What is peace but a state of equilibrium, all sides balanced? All sides accepting the other, no pushing and pulling, no jockeying for position, no lobbying. In Kirsten’s example, each person sitting in her class engaged in sharing and crying were able to glimpse exactly where they were and, if even for a second, accept it.

They call it non-attachment, and spiritual thinkers have been wearing themselves out trying to tell us about it for eons. To my way of thinking, life is endless paradox without the function of grace. And, if you dissect the paradoxical relationship between desire and happiness, the answer grace offers is non-attachment. So, it’s not that happiness has to be the end of wanting. But I think it does have to mean not being attached to a particular outcome. Finding peace regardless of the dish served—that’s happiness, isn’t it? Of course, it can be downright healthy to want a better helping. But avoiding disappointment if you don’t get it, that’s the trick. To be in a state of equilibrium regardless of circumstance—is that not peace? Is that not happiness? And though peace and happiness might not be the same thing, isn’t one without the other a brief visit?

Aim> Print the section of the passage on peace and non-attachment that begins at "What is peace" and ends at "second, accept it.", word for word.

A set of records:
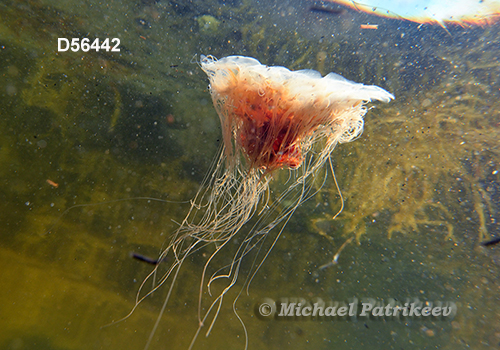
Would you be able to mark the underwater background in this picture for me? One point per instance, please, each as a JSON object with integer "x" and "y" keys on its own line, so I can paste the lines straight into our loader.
{"x": 101, "y": 152}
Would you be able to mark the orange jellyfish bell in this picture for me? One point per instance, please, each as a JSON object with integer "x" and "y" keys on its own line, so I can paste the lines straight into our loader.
{"x": 274, "y": 114}
{"x": 271, "y": 117}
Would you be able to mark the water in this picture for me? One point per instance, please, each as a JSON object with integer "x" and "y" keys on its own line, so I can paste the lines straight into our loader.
{"x": 420, "y": 185}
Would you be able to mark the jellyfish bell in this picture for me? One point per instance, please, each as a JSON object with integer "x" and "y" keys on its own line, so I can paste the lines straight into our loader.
{"x": 272, "y": 118}
{"x": 273, "y": 115}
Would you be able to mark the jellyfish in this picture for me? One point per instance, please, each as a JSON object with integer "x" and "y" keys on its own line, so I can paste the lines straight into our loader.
{"x": 272, "y": 118}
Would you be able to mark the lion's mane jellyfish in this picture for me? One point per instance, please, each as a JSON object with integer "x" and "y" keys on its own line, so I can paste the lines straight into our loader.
{"x": 272, "y": 118}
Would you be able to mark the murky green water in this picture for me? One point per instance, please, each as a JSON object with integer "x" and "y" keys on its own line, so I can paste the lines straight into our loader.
{"x": 100, "y": 154}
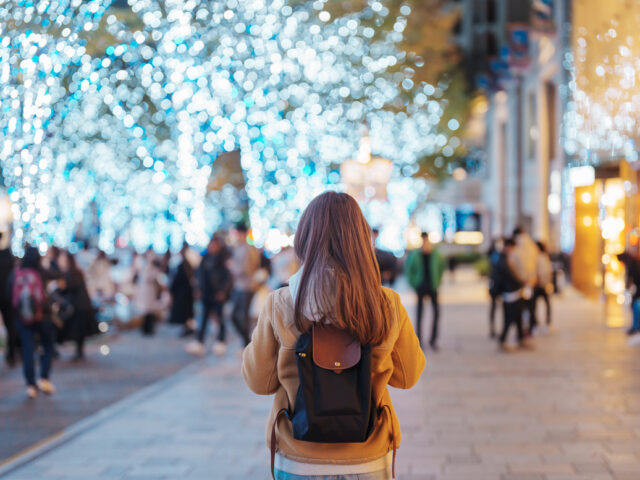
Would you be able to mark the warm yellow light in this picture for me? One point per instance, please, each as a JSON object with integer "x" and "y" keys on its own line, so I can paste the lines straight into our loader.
{"x": 459, "y": 174}
{"x": 435, "y": 237}
{"x": 414, "y": 238}
{"x": 468, "y": 238}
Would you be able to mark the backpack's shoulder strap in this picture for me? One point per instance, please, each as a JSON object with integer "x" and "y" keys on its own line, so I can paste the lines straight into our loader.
{"x": 387, "y": 408}
{"x": 281, "y": 412}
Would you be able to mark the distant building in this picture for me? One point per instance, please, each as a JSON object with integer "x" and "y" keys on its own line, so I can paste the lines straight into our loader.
{"x": 513, "y": 51}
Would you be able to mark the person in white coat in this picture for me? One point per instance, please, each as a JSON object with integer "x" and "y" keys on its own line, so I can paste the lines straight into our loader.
{"x": 544, "y": 283}
{"x": 524, "y": 263}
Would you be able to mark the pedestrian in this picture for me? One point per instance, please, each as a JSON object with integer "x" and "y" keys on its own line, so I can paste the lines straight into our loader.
{"x": 7, "y": 262}
{"x": 386, "y": 261}
{"x": 509, "y": 286}
{"x": 99, "y": 281}
{"x": 146, "y": 290}
{"x": 632, "y": 267}
{"x": 336, "y": 294}
{"x": 544, "y": 283}
{"x": 215, "y": 284}
{"x": 31, "y": 315}
{"x": 80, "y": 323}
{"x": 244, "y": 264}
{"x": 494, "y": 257}
{"x": 424, "y": 268}
{"x": 181, "y": 289}
{"x": 283, "y": 265}
{"x": 524, "y": 263}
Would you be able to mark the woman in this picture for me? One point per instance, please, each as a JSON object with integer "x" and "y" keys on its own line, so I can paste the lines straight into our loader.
{"x": 544, "y": 283}
{"x": 181, "y": 289}
{"x": 338, "y": 283}
{"x": 146, "y": 291}
{"x": 32, "y": 317}
{"x": 80, "y": 323}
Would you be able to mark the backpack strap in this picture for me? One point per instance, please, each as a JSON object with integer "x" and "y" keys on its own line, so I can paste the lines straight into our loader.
{"x": 387, "y": 408}
{"x": 285, "y": 412}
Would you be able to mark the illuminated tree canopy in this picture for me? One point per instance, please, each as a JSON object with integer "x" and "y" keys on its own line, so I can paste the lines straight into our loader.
{"x": 126, "y": 110}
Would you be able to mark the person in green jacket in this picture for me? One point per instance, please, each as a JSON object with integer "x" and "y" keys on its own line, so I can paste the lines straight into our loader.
{"x": 424, "y": 268}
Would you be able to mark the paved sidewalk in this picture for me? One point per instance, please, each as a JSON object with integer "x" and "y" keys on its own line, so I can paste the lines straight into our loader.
{"x": 132, "y": 362}
{"x": 568, "y": 410}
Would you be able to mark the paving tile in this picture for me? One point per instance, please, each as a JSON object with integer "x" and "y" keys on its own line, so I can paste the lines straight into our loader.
{"x": 566, "y": 411}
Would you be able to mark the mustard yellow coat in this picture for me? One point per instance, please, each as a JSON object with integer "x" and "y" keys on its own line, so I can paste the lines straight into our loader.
{"x": 269, "y": 367}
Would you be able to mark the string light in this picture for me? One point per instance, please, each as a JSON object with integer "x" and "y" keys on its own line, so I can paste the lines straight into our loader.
{"x": 122, "y": 139}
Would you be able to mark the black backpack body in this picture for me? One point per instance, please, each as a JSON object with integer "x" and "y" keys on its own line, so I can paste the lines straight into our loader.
{"x": 333, "y": 405}
{"x": 334, "y": 402}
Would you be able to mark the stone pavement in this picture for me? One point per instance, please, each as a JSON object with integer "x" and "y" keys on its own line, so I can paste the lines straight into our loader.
{"x": 570, "y": 410}
{"x": 131, "y": 362}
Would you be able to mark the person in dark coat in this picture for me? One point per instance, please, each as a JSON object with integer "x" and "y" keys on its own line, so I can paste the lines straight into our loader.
{"x": 494, "y": 258}
{"x": 215, "y": 284}
{"x": 509, "y": 286}
{"x": 81, "y": 321}
{"x": 38, "y": 325}
{"x": 181, "y": 289}
{"x": 7, "y": 262}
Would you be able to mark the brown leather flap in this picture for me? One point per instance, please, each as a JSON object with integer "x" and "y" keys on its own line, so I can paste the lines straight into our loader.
{"x": 334, "y": 349}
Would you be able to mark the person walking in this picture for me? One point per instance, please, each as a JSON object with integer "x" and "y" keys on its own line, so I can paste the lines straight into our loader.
{"x": 7, "y": 262}
{"x": 100, "y": 284}
{"x": 509, "y": 286}
{"x": 337, "y": 290}
{"x": 215, "y": 284}
{"x": 245, "y": 263}
{"x": 424, "y": 269}
{"x": 494, "y": 257}
{"x": 81, "y": 322}
{"x": 632, "y": 268}
{"x": 544, "y": 283}
{"x": 181, "y": 289}
{"x": 524, "y": 262}
{"x": 31, "y": 315}
{"x": 146, "y": 291}
{"x": 386, "y": 261}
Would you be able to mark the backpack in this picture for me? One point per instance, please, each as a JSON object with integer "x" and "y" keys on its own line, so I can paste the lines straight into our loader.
{"x": 28, "y": 295}
{"x": 334, "y": 402}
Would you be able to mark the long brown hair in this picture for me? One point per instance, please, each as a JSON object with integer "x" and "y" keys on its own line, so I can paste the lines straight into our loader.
{"x": 340, "y": 274}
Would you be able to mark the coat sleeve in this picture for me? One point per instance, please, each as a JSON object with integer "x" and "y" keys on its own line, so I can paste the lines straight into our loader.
{"x": 260, "y": 358}
{"x": 407, "y": 356}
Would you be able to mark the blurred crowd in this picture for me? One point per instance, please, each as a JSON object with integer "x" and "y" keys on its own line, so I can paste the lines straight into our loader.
{"x": 63, "y": 297}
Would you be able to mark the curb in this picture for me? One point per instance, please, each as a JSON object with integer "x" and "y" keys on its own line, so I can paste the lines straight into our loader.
{"x": 57, "y": 439}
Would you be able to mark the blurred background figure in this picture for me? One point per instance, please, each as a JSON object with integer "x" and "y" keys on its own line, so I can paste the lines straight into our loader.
{"x": 544, "y": 284}
{"x": 100, "y": 284}
{"x": 181, "y": 288}
{"x": 146, "y": 291}
{"x": 509, "y": 286}
{"x": 283, "y": 265}
{"x": 245, "y": 262}
{"x": 387, "y": 261}
{"x": 524, "y": 264}
{"x": 32, "y": 319}
{"x": 424, "y": 268}
{"x": 7, "y": 261}
{"x": 85, "y": 256}
{"x": 632, "y": 267}
{"x": 80, "y": 321}
{"x": 494, "y": 258}
{"x": 215, "y": 285}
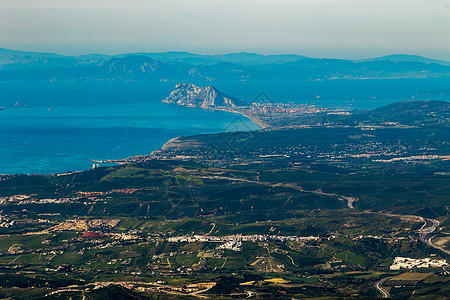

Exercise solution>
What is peace but a state of equilibrium, all sides balanced? All sides accepting the other, no pushing and pulling, no jockeying for position, no lobbying. In Kirsten’s example, each person sitting in her class engaged in sharing and crying were able to glimpse exactly where they were and, if even for a second, accept it.